- Instructions for the task -
Nothing but the entries, copied exactly, should appear in the response.

(Saved entries)

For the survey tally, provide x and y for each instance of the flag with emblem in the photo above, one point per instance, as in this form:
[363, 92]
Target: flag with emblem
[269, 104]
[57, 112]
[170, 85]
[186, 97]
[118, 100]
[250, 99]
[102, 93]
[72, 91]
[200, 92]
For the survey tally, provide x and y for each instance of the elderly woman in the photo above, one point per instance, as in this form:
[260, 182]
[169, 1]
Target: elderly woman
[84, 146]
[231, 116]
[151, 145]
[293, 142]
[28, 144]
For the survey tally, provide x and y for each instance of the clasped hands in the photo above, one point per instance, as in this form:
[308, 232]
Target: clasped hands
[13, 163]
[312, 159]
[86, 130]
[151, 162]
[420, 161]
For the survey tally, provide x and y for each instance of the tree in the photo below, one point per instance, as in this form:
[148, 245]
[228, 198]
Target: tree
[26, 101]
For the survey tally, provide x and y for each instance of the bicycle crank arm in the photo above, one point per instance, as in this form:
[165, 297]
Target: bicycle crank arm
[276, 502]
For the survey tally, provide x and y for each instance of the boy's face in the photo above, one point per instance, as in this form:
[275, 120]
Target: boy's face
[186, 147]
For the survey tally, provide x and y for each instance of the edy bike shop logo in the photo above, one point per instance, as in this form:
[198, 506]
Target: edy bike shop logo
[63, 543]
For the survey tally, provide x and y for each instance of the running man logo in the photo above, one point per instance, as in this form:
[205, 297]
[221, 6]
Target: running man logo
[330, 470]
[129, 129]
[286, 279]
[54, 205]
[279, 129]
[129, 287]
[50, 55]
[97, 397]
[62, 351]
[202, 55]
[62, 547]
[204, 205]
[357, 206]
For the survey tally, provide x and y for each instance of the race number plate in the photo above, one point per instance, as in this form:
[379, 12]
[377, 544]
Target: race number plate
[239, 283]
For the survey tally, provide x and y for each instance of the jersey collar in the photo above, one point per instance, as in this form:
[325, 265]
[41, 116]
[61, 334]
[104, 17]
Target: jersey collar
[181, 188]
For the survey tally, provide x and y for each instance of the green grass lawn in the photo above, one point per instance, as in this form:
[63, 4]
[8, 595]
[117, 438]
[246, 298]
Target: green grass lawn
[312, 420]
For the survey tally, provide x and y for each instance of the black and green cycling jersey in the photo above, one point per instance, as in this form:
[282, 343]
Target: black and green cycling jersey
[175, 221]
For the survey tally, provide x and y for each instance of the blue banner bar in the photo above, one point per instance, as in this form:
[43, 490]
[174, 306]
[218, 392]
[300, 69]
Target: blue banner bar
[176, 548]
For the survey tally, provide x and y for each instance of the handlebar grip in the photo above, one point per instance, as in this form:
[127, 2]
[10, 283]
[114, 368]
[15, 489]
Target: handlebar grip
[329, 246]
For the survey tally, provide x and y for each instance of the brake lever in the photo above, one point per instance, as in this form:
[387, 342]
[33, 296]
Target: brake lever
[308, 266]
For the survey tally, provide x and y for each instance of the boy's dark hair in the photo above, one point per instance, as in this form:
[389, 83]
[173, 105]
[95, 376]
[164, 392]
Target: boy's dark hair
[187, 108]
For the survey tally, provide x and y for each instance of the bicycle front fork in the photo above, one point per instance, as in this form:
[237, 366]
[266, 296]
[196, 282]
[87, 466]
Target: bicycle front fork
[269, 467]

- Answer area -
For the survey tally, provide x and y for each instance of the flag with emblem in the photo above, one point per instance, as in this form:
[363, 92]
Target: flag with emblem
[269, 104]
[57, 112]
[170, 85]
[186, 97]
[118, 100]
[250, 99]
[102, 93]
[72, 91]
[200, 92]
For the survey tally, provide x and y for each instance of the elderly woman in the photo above, one point per instance, as in this form:
[260, 182]
[169, 1]
Target: elderly woman
[84, 146]
[231, 116]
[151, 145]
[293, 142]
[28, 144]
For the survey tally, provide x and y for each instance of the clasped hands in the photo above, one point per instance, as in this form:
[308, 232]
Target: clasped hands
[13, 163]
[312, 159]
[86, 130]
[151, 162]
[420, 161]
For the survey tally, provide x and y for each instance of the tree in the photo below, one point per instance, as in this form:
[148, 245]
[228, 198]
Target: tree
[26, 101]
For the survey tally, provide x and y for each instance of the bicycle crank arm in the photo above, one point per instance, as in this form:
[165, 297]
Target: bicycle crank arm
[276, 502]
For the survey tally, provide x and y for each instance of the boy's face in the photo above, one point per instance, as in this form:
[275, 120]
Target: boy's face
[186, 147]
For the survey tally, provide x and y for each instance of the edy bike shop logo in the photo above, one point per instance, as in this form:
[198, 506]
Target: edy bike shop logo
[63, 543]
For the survey tally, provide x and y for each instance of the running man logo in the photo above, one point per instance, as in this form:
[205, 297]
[221, 6]
Target: running man logo
[330, 470]
[129, 129]
[286, 279]
[54, 205]
[279, 129]
[129, 287]
[50, 55]
[97, 397]
[62, 351]
[202, 55]
[62, 547]
[204, 205]
[357, 206]
For the survey tally, provide x and y for each instance of the race number plate in the photo above, one point per instance, as in this form:
[379, 12]
[377, 544]
Target: race number plate
[239, 283]
For the survey tally, provide x and y for each instance of the jersey collar in the photo above, one point per instance, as in this form:
[325, 265]
[41, 116]
[61, 334]
[104, 17]
Target: jersey collar
[181, 188]
For the survey tally, provide x and y for each instance of the green grass lawn in the photo above, one point per instance, as in this form:
[63, 4]
[8, 595]
[117, 438]
[246, 298]
Target: green grass lawn
[312, 420]
For the survey tally, provide x and y for each instance of the black and green cycling jersey in the photo above, one point per instance, as in this form:
[282, 343]
Target: black and green cycling jersey
[175, 221]
For the survey tally, provide x and y for each instance of the blue banner bar in the photo above, one point per instance, as in this form:
[43, 490]
[174, 306]
[218, 392]
[300, 69]
Target: blue banner bar
[176, 548]
For the survey tally, provide x and y for each instance of the handlebar grip in the photo above, one point per instance, as in this form:
[127, 2]
[10, 283]
[114, 368]
[15, 489]
Target: handlebar grip
[329, 246]
For the survey tally, provide x and y for each instance of the brake lever in the photo above, one point per instance, as in this form:
[387, 342]
[33, 296]
Target: brake lever
[308, 266]
For the survey tally, provide x and y for each instance of the boy's dark hair in the photo above, one point per instance, as in this form:
[389, 83]
[173, 105]
[95, 376]
[164, 392]
Target: boy's dark hair
[187, 108]
For the survey tally, provide x and y for each instance of the bicycle front fork in the photo above, one point per instance, as in this form:
[237, 366]
[266, 296]
[196, 282]
[87, 466]
Target: bicycle front fork
[269, 467]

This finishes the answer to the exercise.